[Texte fourni]
-- -- --
Grâce à R.O.R.A., le manager-guide peut relier la “part de rêve” , la vision avec la réalité du terrain : définir des objectifs clairs, suivre des résultats concrets et orchestrer les actions de chacun. Cette approche prévient la dispersion et canalise l’énergie collective vers un but partagé. C’est un formidable outil d’alignement pour les équipes.
Le management s’apprend : un accompagnement stratégique pour l’entreprise
Le management ne fait plus rêver. Pourquoi ? Parce qu’il est souvent livré à lui-même, sans véritable formation, sans soutien, sans reconnaissance. Ceux qui occupent ces rôles sont parfois laissés dans une solitude managériale, se débattant avec des exigences sans les moyens de les remplir. Le management est un métier à part entière. Il ne suffit pas d’être un expert technique pour être un bon manager, ni d’avoir des “soft skills innées” pour diriger une équipe. Comme tout métier, le management nécessite des savoir-faire et des savoir-être spécifiques qui s’acquièrent et se perfectionnent avec le temps, l’expérience… et la formation.
-- -- --
[Tâche courte 1] Pouvez-vous recopier fidèlement, dans le texte sur le management, tout ce qui va de « Le management s’apprend » jusqu'à « et la formation. » ?
Le texte et les entrées proviennent de sources distinctes.

[Jeu de données]
-- -- --
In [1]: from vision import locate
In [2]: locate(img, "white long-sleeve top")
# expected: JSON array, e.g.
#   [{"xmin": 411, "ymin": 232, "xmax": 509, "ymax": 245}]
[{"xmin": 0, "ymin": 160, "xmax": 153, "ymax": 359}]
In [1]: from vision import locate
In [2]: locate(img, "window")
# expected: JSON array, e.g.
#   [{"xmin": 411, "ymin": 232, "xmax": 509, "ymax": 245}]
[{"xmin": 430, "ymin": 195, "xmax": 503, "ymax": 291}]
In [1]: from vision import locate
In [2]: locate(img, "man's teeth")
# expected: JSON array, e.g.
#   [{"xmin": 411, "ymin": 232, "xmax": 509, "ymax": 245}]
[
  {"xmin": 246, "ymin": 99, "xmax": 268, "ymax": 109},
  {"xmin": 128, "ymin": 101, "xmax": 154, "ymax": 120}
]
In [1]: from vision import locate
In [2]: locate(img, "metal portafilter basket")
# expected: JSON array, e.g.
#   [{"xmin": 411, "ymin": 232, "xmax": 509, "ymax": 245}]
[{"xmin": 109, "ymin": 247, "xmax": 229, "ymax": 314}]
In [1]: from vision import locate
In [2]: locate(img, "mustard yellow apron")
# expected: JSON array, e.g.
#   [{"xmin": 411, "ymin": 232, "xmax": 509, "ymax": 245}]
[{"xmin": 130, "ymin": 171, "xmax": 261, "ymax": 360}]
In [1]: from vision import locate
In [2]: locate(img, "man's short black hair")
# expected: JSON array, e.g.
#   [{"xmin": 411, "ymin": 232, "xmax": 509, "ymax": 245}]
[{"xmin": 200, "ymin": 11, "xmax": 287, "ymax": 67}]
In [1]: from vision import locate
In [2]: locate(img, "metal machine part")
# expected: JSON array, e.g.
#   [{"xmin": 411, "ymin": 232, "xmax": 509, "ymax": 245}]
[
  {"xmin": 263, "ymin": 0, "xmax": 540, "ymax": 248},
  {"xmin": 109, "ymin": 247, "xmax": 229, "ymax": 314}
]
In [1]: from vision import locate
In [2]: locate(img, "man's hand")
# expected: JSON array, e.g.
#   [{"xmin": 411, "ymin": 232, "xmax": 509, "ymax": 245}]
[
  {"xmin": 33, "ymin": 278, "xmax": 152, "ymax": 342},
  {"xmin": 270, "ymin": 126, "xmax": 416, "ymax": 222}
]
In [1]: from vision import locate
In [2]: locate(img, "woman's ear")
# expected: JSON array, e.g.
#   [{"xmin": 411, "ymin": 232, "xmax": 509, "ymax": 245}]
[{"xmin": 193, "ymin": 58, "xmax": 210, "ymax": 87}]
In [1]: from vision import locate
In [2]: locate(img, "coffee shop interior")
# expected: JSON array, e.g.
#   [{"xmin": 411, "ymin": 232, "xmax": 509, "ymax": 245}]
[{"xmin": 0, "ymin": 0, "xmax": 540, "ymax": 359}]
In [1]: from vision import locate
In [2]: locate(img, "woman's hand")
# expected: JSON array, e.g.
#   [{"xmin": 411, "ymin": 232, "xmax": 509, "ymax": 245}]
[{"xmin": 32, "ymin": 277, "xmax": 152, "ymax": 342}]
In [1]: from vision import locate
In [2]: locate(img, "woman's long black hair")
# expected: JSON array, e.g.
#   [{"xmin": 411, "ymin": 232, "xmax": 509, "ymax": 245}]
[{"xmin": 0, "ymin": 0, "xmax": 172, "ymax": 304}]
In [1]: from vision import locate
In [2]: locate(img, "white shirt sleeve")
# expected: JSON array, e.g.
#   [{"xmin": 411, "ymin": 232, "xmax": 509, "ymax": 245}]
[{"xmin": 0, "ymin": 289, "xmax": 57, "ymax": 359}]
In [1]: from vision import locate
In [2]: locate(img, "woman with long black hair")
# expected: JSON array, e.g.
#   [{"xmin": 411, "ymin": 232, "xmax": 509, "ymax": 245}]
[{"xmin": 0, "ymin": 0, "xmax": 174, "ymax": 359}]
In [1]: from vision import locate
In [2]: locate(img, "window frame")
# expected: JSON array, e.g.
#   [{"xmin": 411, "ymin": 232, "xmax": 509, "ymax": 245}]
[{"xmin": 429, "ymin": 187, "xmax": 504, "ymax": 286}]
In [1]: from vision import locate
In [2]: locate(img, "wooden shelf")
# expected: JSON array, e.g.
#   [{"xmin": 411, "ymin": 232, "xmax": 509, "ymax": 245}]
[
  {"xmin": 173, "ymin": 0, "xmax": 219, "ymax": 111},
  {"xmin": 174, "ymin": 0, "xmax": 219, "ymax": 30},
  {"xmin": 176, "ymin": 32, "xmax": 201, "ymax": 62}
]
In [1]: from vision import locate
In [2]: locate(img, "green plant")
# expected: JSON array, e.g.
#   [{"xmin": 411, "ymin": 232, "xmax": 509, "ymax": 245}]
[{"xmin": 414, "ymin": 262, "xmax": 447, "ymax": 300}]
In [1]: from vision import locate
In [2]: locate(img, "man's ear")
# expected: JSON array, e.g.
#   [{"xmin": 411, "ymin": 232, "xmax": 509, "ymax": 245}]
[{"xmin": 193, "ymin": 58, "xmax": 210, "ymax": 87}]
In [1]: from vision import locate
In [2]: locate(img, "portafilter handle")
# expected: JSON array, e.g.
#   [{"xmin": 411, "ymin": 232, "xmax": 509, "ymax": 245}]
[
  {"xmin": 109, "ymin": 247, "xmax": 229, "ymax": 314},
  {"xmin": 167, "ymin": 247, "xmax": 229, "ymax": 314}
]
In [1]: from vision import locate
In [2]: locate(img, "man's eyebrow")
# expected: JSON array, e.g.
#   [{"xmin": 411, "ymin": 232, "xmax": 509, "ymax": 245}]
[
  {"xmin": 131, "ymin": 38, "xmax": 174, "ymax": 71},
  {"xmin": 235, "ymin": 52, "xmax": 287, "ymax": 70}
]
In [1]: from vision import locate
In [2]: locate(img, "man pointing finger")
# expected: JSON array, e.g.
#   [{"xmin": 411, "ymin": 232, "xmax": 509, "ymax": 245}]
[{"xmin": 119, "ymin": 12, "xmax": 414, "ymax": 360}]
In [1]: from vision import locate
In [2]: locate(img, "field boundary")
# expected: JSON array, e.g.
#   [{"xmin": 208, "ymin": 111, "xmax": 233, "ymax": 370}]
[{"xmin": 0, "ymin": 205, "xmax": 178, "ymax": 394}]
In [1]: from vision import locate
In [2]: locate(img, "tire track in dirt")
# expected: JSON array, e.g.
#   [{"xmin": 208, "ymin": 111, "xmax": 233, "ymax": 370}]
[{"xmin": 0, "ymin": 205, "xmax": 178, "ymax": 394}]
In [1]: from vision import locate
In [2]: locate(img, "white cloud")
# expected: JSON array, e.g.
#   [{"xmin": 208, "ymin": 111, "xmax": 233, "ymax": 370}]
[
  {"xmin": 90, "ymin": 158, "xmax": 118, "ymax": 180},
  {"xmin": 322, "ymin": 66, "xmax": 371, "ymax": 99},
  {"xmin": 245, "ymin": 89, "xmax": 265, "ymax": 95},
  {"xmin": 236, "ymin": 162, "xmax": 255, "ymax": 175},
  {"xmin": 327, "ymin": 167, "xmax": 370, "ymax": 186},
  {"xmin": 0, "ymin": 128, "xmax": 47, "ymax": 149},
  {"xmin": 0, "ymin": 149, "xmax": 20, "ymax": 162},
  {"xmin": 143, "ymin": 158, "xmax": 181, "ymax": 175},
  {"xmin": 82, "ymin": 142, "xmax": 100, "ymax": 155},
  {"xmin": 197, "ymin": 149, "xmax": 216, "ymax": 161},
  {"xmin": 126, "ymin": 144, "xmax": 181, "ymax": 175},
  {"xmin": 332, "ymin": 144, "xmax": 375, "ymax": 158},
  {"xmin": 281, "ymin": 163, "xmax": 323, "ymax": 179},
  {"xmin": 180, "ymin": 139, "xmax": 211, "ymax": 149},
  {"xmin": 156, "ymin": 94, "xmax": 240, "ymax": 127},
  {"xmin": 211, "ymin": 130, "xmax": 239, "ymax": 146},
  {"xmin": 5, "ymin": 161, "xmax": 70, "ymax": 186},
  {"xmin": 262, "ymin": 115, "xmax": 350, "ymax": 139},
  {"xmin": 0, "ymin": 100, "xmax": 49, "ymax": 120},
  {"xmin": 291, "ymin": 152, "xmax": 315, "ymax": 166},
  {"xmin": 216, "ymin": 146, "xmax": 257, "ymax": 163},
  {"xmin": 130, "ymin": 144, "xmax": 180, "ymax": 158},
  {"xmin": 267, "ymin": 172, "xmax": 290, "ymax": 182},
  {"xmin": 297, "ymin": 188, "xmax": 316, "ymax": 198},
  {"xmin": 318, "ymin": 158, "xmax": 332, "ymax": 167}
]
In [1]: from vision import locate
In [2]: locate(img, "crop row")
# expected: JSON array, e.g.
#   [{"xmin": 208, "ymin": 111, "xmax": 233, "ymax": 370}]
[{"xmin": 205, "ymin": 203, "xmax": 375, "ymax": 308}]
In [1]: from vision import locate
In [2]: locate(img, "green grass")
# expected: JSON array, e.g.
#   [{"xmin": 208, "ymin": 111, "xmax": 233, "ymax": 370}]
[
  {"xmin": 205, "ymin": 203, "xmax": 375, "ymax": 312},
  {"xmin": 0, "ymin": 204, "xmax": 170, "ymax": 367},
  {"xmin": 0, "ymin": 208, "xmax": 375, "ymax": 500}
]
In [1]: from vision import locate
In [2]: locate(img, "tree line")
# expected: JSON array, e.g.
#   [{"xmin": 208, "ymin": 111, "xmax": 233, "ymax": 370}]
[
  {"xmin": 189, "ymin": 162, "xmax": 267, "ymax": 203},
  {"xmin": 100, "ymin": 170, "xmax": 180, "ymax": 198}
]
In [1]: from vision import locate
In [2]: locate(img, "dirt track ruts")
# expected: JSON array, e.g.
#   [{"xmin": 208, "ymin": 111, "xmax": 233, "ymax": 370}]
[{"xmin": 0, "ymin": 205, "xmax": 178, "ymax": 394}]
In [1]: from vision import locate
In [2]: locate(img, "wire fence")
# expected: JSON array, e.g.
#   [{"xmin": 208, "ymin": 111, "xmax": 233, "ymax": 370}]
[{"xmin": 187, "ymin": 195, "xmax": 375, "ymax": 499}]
-- -- --
[Tâche courte 2] Combien de lignes des entrées contiennent la chaîne « hair » ? Donnez uniquement le nombre.

[Solution proposée 1]
Le management s’apprend : un accompagnement stratégique pour l’entreprise
Le management ne fait plus rêver. Pourquoi ? Parce qu’il est souvent livré à lui-même, sans véritable formation, sans soutien, sans reconnaissance. Ceux qui occupent ces rôles sont parfois laissés dans une solitude managériale, se débattant avec des exigences sans les moyens de les remplir. Le management est un métier à part entière. Il ne suffit pas d’être un expert technique pour être un bon manager, ni d’avoir des “soft skills innées” pour diriger une équipe. Comme tout métier, le management nécessite des savoir-faire et des savoir-être spécifiques qui s’acquièrent et se perfectionnent avec le temps, l’expérience… et la formation.

[Solution proposée 2] 3